Work to complete:
Pull every line out of the listing below and reproduce each one word for word, leaving none out.

(Raw records)
======

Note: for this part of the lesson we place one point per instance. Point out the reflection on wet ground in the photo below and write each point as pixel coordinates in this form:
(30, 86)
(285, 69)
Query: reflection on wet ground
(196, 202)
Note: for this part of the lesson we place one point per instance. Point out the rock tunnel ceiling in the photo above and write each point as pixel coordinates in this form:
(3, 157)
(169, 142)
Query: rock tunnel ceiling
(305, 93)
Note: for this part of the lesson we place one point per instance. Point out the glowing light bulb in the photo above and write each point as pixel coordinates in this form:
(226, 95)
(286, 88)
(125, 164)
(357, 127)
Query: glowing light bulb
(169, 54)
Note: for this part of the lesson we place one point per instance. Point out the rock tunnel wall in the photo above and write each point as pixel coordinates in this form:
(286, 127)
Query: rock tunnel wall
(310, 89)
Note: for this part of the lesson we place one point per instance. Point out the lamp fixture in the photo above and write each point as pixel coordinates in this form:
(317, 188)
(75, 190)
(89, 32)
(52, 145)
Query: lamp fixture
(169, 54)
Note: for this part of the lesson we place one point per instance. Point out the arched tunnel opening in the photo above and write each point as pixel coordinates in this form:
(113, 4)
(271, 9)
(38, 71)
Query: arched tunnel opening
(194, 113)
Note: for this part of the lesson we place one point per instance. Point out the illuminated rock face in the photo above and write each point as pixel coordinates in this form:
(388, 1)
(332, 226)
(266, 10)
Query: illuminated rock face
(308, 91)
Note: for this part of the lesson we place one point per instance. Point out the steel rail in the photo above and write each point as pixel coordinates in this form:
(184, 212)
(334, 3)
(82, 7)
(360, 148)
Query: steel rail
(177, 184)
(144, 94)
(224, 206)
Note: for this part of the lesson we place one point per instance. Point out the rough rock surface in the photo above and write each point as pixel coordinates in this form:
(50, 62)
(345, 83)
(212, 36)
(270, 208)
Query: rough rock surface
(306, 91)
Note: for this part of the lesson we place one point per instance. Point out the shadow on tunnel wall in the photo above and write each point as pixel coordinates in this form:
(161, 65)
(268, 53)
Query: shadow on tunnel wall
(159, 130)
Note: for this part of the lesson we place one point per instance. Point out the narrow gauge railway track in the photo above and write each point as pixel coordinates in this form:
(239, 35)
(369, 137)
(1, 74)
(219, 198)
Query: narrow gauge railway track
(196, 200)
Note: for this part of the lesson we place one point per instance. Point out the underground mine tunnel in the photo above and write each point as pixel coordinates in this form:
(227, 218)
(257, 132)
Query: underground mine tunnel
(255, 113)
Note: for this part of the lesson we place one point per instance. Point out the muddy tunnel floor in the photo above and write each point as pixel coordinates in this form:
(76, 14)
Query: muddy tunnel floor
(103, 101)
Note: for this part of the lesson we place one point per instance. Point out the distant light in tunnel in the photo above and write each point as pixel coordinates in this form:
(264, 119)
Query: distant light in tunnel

======

Answer to this exercise:
Note: for this part of the lesson we place one point per instance. Point out the reflection on wet ground in the photo below and write each point as pixel coordinates in this form:
(30, 86)
(285, 69)
Query: reflection on wet ground
(196, 202)
Note: for this part of the lesson we place one point per instance. Point out the rock tunnel ceiling in the photo above and write each point as pixel coordinates in this form:
(3, 157)
(169, 142)
Query: rock tunnel ceiling
(305, 93)
Note: for this part of the lesson we place one point per instance. Point out the glowing light bulb in the photo above and write each point as pixel coordinates in this form:
(226, 95)
(286, 88)
(125, 164)
(357, 127)
Query: glowing light bulb
(169, 54)
Note: for this part of the lesson we place one point per instance. Point out the rock tunnel wall in the photo above and write each point as pixel coordinates in this form:
(286, 127)
Query: rock tunnel wall
(310, 89)
Note: for this part of the lesson we place one point per instance. Point out the lamp fixture in the photo above and write each point as pixel coordinates in this form:
(317, 188)
(75, 190)
(89, 32)
(52, 145)
Query: lamp fixture
(169, 54)
Note: for this part of the lesson we place one point per instance. Point out the arched tunnel opening in the photo above and write each point as pixel coordinates in this form:
(113, 4)
(271, 9)
(38, 71)
Query: arched tunnel opening
(194, 113)
Note: for this part of the lesson we place one point per instance. Point out the illuminated rock face in the photo above and write each point as pixel coordinates in this form:
(388, 1)
(332, 226)
(266, 10)
Query: illuminated rock face
(308, 91)
Note: for this part of the lesson we place one point per instance. Point out the steel rail in the photo above and write each point as pixel coordinates in this form:
(184, 212)
(334, 3)
(82, 7)
(360, 148)
Query: steel rail
(177, 184)
(144, 94)
(224, 206)
Note: for this part of the lesson we place one point per instance. Point out the rough rock surface in the photo above and write each point as pixel coordinates in this form:
(50, 62)
(345, 83)
(212, 36)
(270, 208)
Query: rough rock surface
(306, 91)
Note: for this part of the lesson we place one point per instance. Point out the shadow on tunnel wall in the photo above and write each point as pixel coordinates in this form:
(161, 65)
(268, 53)
Query: shadow on tunnel wall
(159, 130)
Note: for this part of the lesson we place one point per instance. Point out the narrow gauge railway track in the photo above and write each point as pixel coordinates in this form:
(239, 35)
(369, 137)
(1, 74)
(219, 198)
Query: narrow gauge railway track
(196, 200)
Note: for this part of the lesson we place one point per instance. Point out the underground mine tunnel in the photo above and write each point as pixel coordinates in this form:
(227, 218)
(257, 132)
Query: underground mine tunnel
(255, 113)
Note: for this part of the lesson we place one point per instance. Point out the muddy tunnel floor in the photo above and write each point as pixel coordinates in this form:
(76, 14)
Query: muddy tunnel floor
(103, 101)
Note: for this part of the lesson we place one point per instance. Point out the distant light in tunnel in the photo above and write each point as pixel coordinates in this form:
(264, 119)
Query: distant light in tunnel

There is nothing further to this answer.